- [Trecho]
********

As próprias instituições financeiras já enxergaram na tecnologia fonte crucial de redução de custos pelo compartilhamento conjunto de dados, reduzindo gastos com replicação e compatibilização de registros e sistemas. A construção de blockchain privadas e restritas às instituições pode facilitar a transferência de informações em escala global, automatizando processos de modo mais eficiente e rápido. Nesta configuração, pode-se ainda manter uma autoridade central definindo regras e verificando as transações, com poder para reverter transações já realizadas e validadas. A Nasdaq já utiliza uma plataforma (LINQ) construída sob uma blockchain privada para agrupar e armazenar informações das ações comercializadas.

No entanto, o poder disruptivo da blockchain não está na redução de custos em modelos de negócios tradicionais, mas na possibilidade de estruturar transações confiáveis em novas plataformas (distribuídas ou descentralizadas) em contexto de importância crescente da Internet das Coisas (IoT – Internet of Things) e da economia compartilhada (sharing economy). A IoT vislumbra elevada conectividade de todos os aparelhos e dispositivos utilizados no dia-dia, gerando um fluxo constante de informações e permitindo controle remoto e coordenado para um funcionamento mais eficiente (HUCKLE et al., 2016). A economia compartilhada baseia-se no compartilhamento de ativos com capacidade ociosa, geralmente por meio de transações diretas entre partes contratantes desconhecidas (FRENKEN & SCHOR, 2017).

Huckle et al. (2016) vislumbram grande potencial em integrar a tecnologia da blockchain à arquitetura da IoT, uma vez que a validação e o armazenamento cronológico das transações efetuadas (estruturadas em smart contracts) podem favorecer a transferência e o compartilhamento de ativos entre usuários desconhecidos.

********

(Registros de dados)

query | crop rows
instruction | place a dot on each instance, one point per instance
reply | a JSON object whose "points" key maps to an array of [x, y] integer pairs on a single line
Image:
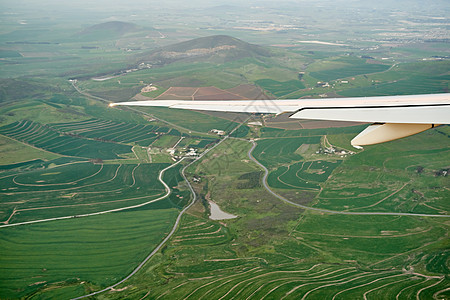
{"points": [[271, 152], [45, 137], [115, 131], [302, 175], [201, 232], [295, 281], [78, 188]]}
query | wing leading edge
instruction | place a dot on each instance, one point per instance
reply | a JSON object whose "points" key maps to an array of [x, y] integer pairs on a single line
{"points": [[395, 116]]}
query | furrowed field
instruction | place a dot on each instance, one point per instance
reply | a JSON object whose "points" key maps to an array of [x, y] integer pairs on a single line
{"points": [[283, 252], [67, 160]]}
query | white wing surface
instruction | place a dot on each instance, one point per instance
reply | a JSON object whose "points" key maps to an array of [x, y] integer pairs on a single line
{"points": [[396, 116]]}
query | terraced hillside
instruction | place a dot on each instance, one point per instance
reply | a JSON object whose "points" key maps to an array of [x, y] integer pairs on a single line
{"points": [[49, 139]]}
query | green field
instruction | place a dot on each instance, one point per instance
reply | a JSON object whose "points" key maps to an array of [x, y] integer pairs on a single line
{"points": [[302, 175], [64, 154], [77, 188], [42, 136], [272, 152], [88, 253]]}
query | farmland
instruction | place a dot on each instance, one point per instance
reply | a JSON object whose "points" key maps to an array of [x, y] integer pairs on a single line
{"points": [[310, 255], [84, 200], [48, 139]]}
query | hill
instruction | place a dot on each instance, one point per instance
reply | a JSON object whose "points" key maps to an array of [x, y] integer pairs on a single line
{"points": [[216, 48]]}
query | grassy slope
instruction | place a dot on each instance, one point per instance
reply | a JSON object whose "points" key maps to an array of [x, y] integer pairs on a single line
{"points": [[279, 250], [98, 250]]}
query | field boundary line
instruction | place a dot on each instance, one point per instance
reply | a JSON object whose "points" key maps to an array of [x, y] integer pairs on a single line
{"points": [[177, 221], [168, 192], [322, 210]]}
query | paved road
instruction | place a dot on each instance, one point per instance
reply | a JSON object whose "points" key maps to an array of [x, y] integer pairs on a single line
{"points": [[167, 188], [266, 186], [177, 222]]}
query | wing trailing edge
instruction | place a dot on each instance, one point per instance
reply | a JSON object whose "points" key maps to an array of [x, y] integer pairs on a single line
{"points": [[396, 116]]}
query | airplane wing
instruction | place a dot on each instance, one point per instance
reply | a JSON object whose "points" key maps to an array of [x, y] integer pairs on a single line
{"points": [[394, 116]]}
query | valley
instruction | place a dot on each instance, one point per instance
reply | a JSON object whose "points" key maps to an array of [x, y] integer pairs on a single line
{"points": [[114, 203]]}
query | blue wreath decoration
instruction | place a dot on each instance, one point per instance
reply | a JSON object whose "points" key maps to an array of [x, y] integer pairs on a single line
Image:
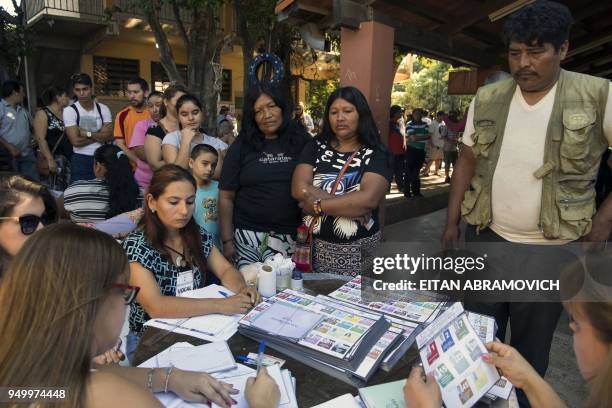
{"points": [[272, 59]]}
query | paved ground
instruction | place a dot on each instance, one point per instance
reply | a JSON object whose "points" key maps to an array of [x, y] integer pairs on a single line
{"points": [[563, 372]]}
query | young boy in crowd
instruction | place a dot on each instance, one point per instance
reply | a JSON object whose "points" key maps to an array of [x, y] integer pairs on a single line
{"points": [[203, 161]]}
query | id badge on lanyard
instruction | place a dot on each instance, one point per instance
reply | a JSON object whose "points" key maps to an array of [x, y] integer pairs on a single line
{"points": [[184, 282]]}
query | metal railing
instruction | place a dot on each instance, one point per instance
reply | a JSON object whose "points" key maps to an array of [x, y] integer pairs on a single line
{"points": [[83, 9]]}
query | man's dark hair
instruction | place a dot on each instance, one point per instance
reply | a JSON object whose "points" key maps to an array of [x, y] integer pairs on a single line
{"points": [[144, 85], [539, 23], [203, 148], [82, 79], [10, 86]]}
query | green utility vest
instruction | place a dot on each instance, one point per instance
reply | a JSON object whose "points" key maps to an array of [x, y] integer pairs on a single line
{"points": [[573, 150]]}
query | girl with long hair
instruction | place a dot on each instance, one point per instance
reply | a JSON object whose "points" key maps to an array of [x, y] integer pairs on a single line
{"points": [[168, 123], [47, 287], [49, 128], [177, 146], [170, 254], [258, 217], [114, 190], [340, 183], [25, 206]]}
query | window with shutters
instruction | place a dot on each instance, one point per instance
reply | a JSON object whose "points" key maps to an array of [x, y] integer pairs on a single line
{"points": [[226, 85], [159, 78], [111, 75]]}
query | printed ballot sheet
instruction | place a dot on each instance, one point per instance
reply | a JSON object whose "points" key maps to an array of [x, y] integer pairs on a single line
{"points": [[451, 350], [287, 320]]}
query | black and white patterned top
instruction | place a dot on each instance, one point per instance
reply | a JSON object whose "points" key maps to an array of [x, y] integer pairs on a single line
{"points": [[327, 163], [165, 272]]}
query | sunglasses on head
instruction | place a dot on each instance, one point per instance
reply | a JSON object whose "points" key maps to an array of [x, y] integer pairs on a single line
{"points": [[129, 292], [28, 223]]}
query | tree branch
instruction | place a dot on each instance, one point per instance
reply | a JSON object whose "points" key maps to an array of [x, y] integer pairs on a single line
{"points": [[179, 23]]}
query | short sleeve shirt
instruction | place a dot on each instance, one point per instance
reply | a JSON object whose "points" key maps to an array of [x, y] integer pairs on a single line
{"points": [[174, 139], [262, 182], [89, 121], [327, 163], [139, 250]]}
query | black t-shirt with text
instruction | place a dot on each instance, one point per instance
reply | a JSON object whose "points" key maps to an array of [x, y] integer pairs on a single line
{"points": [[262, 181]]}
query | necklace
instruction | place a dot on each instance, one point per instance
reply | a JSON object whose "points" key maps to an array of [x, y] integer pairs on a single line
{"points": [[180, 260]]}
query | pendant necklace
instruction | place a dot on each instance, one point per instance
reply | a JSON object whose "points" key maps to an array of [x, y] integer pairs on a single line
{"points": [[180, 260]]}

********

- [Tarefas do exercício]
a: Transcreva literalmente, do trecho sobre blockchain, a passagem que vai de "No entanto, o" até "(FRENKEN & SCHOR, 2017).".
b: De acordo com o trecho sobre blockchain, que plataforma a Nasdaq já utiliza para agrupar e armazenar informações das ações comercializadas?
c: Enumere, com base no trecho sobre blockchain, todas as funções que a autoridade central de uma blockchain privada pode exercer.

- [Soluções propostas]
a:
No entanto, o poder disruptivo da blockchain não está na redução de custos em modelos de negócios tradicionais, mas na possibilidade de estruturar transações confiáveis em novas plataformas (distribuídas ou descentralizadas) em contexto de importância crescente da Internet das Coisas (IoT – Internet of Things) e da economia compartilhada (sharing economy). A IoT vislumbra elevada conectividade de todos os aparelhos e dispositivos utilizados no dia-dia, gerando um fluxo constante de informações e permitindo controle remoto e coordenado para um funcionamento mais eficiente (HUCKLE et al., 2016). A economia compartilhada baseia-se no compartilhamento de ativos com capacidade ociosa, geralmente por meio de transações diretas entre partes contratantes desconhecidas (FRENKEN & SCHOR, 2017).

b: A plataforma LINQ, construída sob uma blockchain privada.

c:
- Definir regras
- Verificar as transações
- Reverter transações já realizadas e validadas